* _WORK REQUIRED_
The job is to find each line of the records below that includes the word "downspout" and copy it.

──────── DATA

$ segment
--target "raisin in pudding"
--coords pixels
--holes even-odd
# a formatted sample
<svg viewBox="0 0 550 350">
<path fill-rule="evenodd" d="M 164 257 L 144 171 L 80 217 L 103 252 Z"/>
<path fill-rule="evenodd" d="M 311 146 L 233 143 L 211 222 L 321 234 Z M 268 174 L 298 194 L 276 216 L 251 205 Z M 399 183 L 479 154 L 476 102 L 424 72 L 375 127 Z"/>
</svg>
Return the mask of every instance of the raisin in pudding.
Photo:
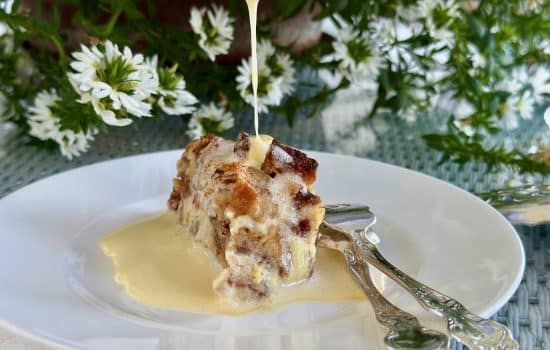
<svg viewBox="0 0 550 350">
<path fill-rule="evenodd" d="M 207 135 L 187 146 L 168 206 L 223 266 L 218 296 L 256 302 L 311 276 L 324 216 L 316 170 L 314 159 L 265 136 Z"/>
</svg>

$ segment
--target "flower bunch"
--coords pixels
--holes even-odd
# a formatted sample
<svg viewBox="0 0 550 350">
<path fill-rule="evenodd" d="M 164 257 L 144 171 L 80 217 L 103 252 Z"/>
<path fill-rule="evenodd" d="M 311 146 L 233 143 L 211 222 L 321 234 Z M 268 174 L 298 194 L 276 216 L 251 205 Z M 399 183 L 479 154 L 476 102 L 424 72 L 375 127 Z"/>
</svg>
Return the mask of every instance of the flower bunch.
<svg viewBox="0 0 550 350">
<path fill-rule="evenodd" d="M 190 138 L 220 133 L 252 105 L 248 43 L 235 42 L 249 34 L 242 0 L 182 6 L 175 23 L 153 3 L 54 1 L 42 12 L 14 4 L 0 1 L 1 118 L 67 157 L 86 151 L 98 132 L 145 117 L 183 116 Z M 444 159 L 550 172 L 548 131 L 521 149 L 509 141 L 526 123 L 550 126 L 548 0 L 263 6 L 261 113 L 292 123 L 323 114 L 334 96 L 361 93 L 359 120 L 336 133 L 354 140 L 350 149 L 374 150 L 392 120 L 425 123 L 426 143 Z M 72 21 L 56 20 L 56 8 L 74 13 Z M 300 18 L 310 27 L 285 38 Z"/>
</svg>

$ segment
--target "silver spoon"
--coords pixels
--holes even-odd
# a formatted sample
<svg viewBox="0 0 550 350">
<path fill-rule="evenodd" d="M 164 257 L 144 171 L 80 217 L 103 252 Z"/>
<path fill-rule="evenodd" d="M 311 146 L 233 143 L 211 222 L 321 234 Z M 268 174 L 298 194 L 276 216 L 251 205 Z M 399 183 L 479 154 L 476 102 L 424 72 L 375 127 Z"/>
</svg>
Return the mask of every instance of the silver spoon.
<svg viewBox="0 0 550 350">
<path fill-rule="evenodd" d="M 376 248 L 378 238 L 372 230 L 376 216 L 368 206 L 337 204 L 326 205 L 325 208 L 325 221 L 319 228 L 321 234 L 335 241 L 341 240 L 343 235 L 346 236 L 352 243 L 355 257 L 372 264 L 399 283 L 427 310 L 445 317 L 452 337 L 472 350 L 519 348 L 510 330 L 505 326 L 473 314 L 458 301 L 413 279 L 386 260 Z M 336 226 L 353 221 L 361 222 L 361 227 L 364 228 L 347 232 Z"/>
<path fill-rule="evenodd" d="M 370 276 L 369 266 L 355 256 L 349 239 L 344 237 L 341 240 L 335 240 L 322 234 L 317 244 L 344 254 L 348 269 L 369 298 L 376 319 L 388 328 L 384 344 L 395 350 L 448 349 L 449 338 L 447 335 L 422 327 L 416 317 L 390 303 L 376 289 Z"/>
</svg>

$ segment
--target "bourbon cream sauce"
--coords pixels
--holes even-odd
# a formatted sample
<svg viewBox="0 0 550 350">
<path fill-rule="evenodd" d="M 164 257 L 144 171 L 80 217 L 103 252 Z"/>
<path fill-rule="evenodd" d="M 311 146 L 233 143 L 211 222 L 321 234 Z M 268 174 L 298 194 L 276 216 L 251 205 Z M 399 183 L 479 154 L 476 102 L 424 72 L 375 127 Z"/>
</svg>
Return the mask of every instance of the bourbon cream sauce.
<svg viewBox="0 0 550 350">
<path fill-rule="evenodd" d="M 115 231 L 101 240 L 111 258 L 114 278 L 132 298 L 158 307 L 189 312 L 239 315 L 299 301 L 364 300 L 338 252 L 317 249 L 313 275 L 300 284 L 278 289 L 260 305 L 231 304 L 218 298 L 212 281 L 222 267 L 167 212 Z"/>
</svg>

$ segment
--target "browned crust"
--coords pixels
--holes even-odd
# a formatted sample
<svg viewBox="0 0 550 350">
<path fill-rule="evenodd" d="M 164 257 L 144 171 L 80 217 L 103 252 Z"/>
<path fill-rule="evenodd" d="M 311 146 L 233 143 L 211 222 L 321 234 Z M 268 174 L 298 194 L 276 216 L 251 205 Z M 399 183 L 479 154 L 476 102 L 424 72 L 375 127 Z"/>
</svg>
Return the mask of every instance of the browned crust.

────────────────
──────── DATA

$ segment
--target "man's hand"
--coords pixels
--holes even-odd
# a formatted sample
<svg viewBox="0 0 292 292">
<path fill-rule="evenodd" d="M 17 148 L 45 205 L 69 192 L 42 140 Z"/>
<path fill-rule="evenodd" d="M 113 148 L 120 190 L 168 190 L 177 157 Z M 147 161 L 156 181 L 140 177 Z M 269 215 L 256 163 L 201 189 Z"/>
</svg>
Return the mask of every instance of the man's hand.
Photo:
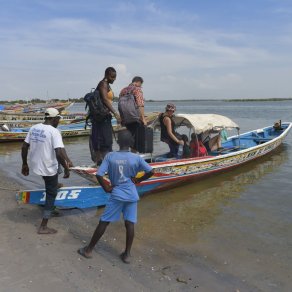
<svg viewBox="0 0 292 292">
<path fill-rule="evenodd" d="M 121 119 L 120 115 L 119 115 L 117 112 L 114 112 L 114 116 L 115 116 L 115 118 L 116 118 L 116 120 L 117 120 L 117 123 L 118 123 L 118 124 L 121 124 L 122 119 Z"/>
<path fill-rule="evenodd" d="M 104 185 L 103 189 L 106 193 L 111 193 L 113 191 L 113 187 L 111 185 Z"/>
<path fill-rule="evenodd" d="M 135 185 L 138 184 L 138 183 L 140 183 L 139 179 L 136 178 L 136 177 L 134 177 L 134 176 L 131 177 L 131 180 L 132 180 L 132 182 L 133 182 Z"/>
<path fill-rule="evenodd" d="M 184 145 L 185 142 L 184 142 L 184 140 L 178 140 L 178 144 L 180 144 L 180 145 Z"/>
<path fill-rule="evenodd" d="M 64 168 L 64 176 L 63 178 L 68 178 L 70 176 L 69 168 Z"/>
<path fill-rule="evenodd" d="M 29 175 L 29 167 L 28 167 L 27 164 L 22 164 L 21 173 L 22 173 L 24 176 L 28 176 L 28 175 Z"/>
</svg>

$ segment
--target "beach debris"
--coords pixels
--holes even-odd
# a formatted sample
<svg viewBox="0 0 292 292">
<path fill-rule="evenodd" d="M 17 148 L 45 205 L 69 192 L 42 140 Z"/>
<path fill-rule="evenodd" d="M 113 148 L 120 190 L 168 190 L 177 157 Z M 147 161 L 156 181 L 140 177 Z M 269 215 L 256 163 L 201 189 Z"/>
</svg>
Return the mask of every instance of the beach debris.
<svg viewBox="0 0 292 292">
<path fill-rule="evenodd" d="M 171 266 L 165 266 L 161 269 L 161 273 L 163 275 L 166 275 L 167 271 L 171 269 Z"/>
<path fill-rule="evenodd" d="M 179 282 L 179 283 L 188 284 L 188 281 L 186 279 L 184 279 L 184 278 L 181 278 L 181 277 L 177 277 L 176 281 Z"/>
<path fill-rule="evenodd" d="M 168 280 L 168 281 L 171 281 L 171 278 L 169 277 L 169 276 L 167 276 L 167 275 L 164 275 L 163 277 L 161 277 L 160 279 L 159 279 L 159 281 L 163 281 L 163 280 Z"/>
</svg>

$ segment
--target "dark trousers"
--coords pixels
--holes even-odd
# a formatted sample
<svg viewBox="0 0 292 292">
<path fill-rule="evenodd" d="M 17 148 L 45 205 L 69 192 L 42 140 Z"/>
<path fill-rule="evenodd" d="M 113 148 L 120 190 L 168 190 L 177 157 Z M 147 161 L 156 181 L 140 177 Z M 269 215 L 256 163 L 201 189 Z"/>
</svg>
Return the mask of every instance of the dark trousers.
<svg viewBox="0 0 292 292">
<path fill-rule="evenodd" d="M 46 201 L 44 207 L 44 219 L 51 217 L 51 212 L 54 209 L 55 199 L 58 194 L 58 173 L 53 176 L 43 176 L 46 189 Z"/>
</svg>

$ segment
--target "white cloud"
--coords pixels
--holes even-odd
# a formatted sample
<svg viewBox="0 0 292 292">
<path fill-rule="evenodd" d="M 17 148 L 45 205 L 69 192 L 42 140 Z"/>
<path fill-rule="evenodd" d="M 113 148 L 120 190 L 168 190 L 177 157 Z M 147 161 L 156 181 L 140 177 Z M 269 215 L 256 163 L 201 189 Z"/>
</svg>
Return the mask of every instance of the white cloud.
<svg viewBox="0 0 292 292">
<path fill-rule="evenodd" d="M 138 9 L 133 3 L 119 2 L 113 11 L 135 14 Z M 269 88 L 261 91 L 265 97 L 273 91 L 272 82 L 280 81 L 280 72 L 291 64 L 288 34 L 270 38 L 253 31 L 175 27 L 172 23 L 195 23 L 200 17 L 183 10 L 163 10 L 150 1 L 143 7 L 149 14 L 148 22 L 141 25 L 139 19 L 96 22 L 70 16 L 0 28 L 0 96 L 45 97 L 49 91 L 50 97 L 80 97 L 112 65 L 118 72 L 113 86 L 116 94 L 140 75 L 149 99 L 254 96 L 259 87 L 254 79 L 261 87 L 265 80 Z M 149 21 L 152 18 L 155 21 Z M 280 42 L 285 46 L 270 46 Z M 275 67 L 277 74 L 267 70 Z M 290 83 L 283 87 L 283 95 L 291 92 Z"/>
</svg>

────────────────
──────── DATA

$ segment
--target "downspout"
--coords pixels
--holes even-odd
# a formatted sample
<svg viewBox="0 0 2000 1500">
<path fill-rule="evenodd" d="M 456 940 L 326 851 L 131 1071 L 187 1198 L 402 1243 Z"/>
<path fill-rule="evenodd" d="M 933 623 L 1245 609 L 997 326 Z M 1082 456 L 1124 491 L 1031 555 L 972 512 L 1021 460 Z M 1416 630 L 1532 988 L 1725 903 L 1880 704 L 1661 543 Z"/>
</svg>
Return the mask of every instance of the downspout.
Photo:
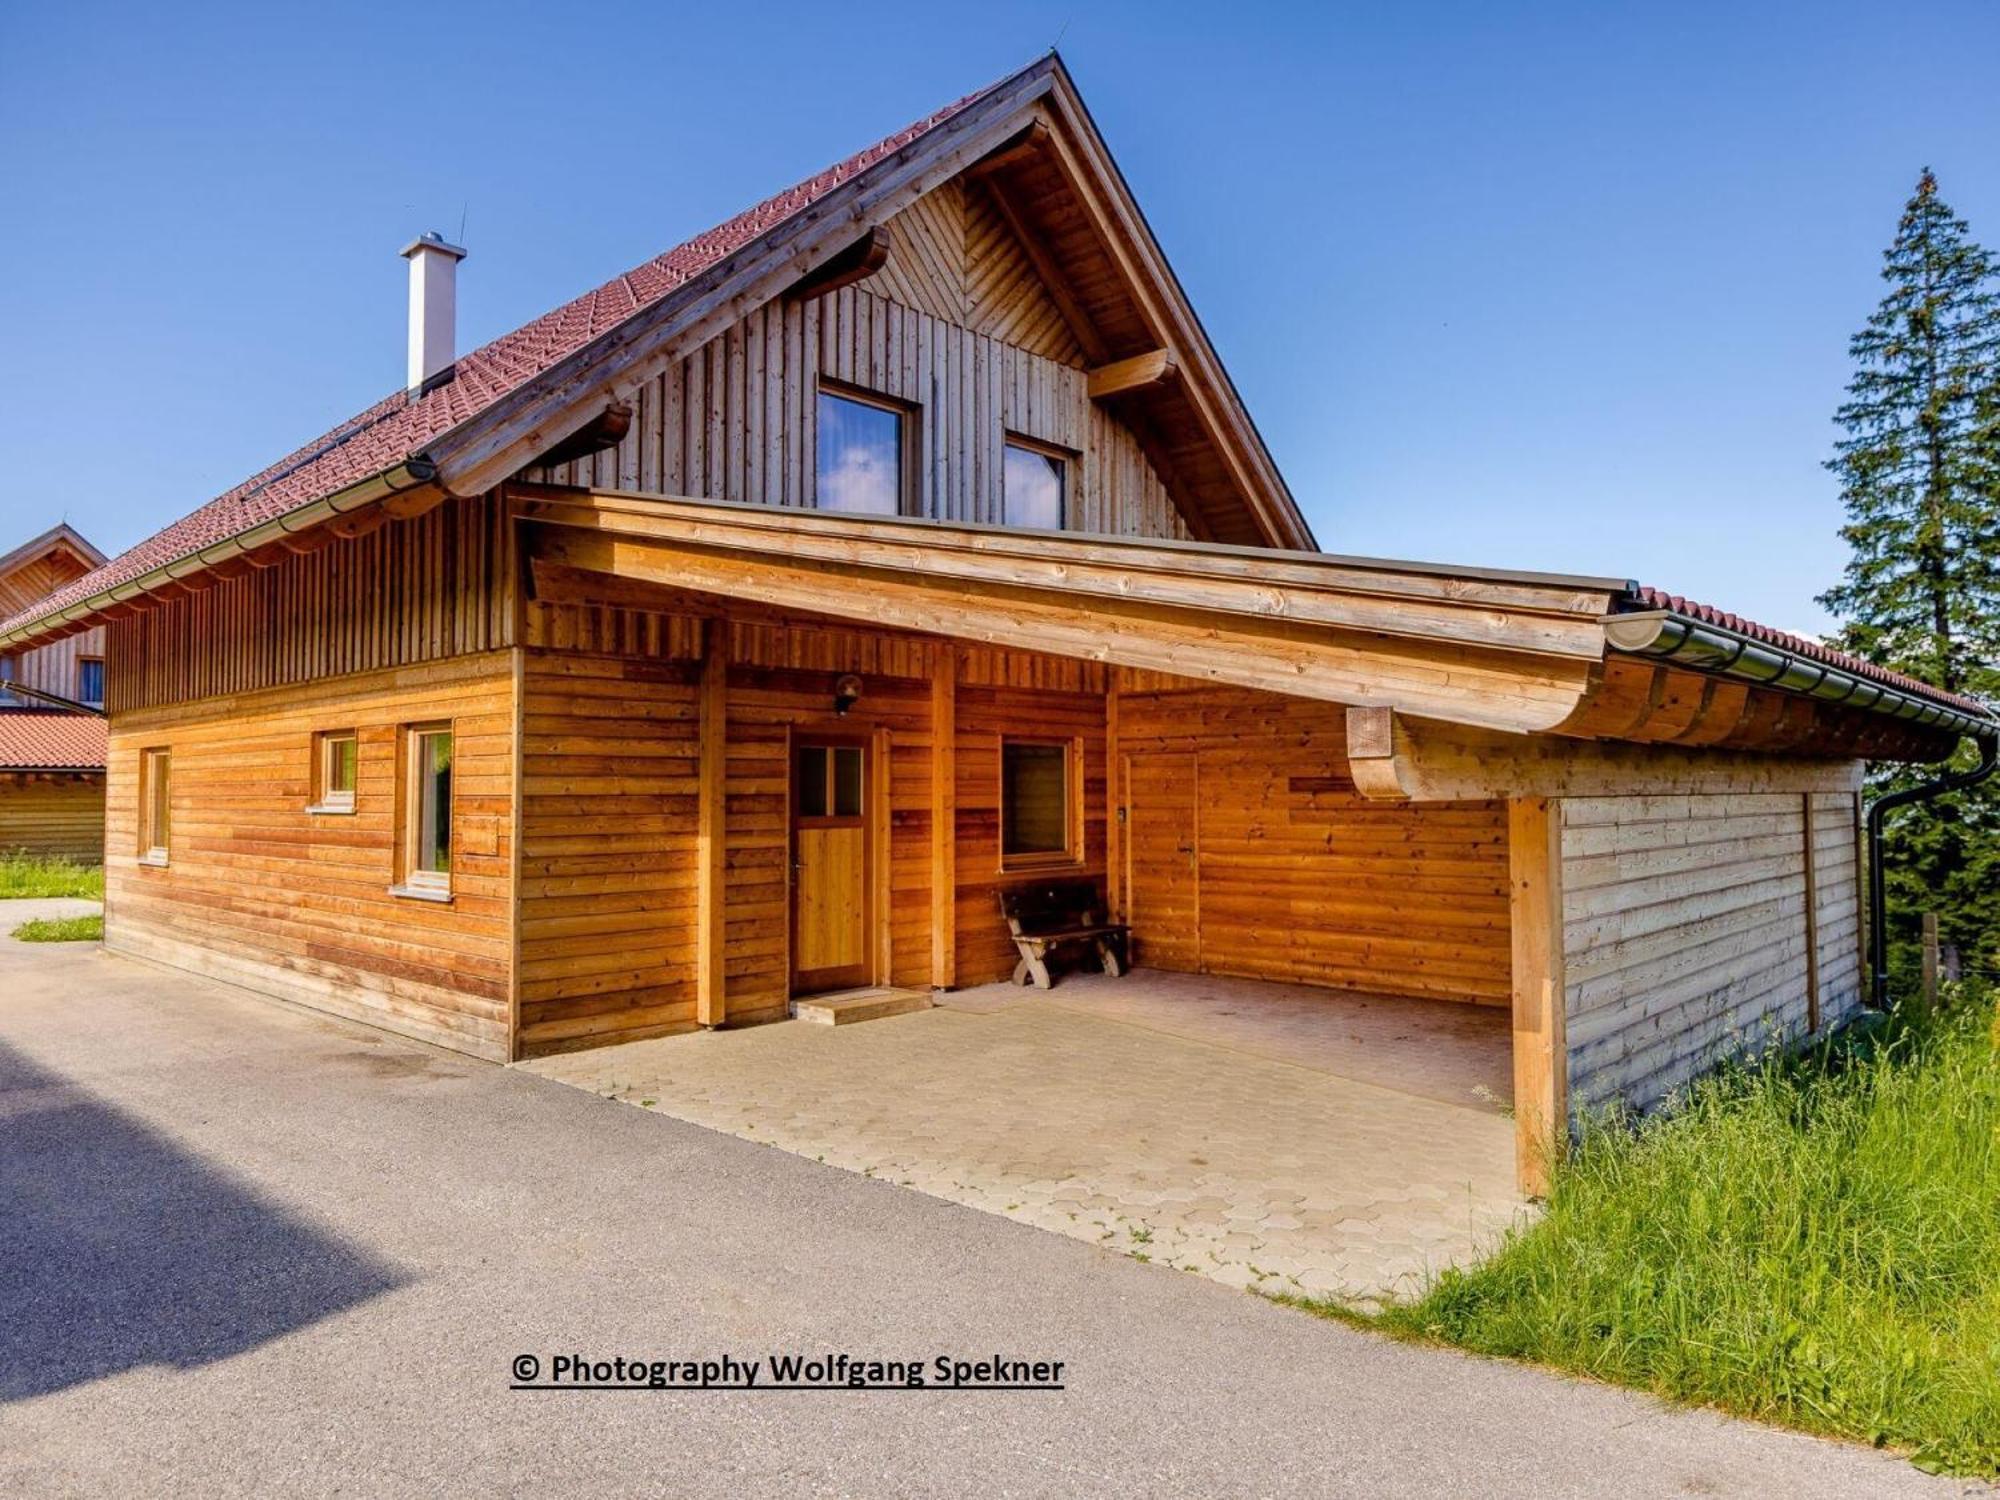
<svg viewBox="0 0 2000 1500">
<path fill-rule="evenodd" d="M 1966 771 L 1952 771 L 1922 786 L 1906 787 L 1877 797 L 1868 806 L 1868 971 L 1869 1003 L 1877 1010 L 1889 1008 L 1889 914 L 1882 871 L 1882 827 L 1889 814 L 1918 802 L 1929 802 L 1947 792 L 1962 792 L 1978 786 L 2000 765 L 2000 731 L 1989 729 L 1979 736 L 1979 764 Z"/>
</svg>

────────────────

* _EXERCISE OUTPUT_
--target "downspout"
Return the mask of every instance of the downspout.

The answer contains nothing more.